[Images for object localization]

====

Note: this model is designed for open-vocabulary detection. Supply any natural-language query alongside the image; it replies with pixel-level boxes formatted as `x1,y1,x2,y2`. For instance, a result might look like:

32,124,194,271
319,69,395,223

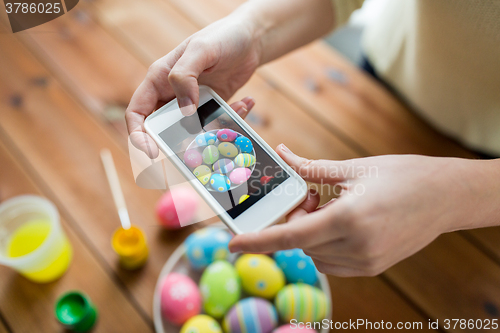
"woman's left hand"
229,145,499,276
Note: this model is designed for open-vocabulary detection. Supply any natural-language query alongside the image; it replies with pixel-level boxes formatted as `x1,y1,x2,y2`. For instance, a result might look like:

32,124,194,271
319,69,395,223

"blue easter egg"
234,136,253,153
196,132,217,146
184,227,232,269
210,174,231,192
273,249,318,285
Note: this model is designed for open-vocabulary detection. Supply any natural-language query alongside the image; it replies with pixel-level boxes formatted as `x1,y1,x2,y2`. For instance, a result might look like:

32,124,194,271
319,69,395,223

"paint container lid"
55,291,98,332
111,225,147,258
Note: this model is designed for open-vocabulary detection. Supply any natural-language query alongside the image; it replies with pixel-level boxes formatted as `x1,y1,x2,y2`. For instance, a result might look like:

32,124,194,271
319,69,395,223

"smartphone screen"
158,99,290,218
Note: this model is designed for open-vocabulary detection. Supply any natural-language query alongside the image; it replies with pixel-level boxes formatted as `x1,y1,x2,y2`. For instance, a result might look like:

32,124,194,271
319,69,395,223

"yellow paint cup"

====

**YOUR ASSIGNMENT:**
No picture belongs in the copy. Print every entry above exactly as it stands.

**SOLVED EXERCISE:**
Note: this model is designed for open-vocabulary detection. Supply any natural-language query alongside the image; it replies with pixel-level boxes formatted as `x1,y1,x2,y2`. For instance, a result might look like:

32,124,194,271
319,69,395,223

"woman's left hand"
229,145,499,276
Note: this model is designed for open-vocabulary detection. Supply any natural-language query alongside the image; it replies with pixel-level boxes formatted as `x1,y1,x2,y2`. For instance, a result might look like:

32,124,194,271
319,69,395,223

"blue easter egg"
234,136,253,153
196,132,217,146
184,227,232,269
210,174,231,192
273,249,318,285
Note: this model is designed for open-vocabulary detection. Supply any natural-language query alongside the image; it replies with pixel-level boxes formatted as `x1,y1,x2,y2`. For instance, a result might look like:

32,124,194,271
319,69,395,223

"paint container lid"
55,291,98,332
111,225,147,258
Note: this model is designed for open-vocabulary detection. Supply any natural-language query alongside the image; it replies with pixel-level boxes formatted as `x1,y1,x2,y2`. For instance, a result might look like:

32,124,194,271
319,69,395,223

"smartphone screen"
158,99,290,218
Note: this model is designed for open-vocabulary detection. Supply any natural-language query alongside the image; it replies with pixel-level boxes formatted as `x1,y1,x2,y2`. For instance, a result might look like:

32,124,194,271
319,69,395,223

"yellow paint cup"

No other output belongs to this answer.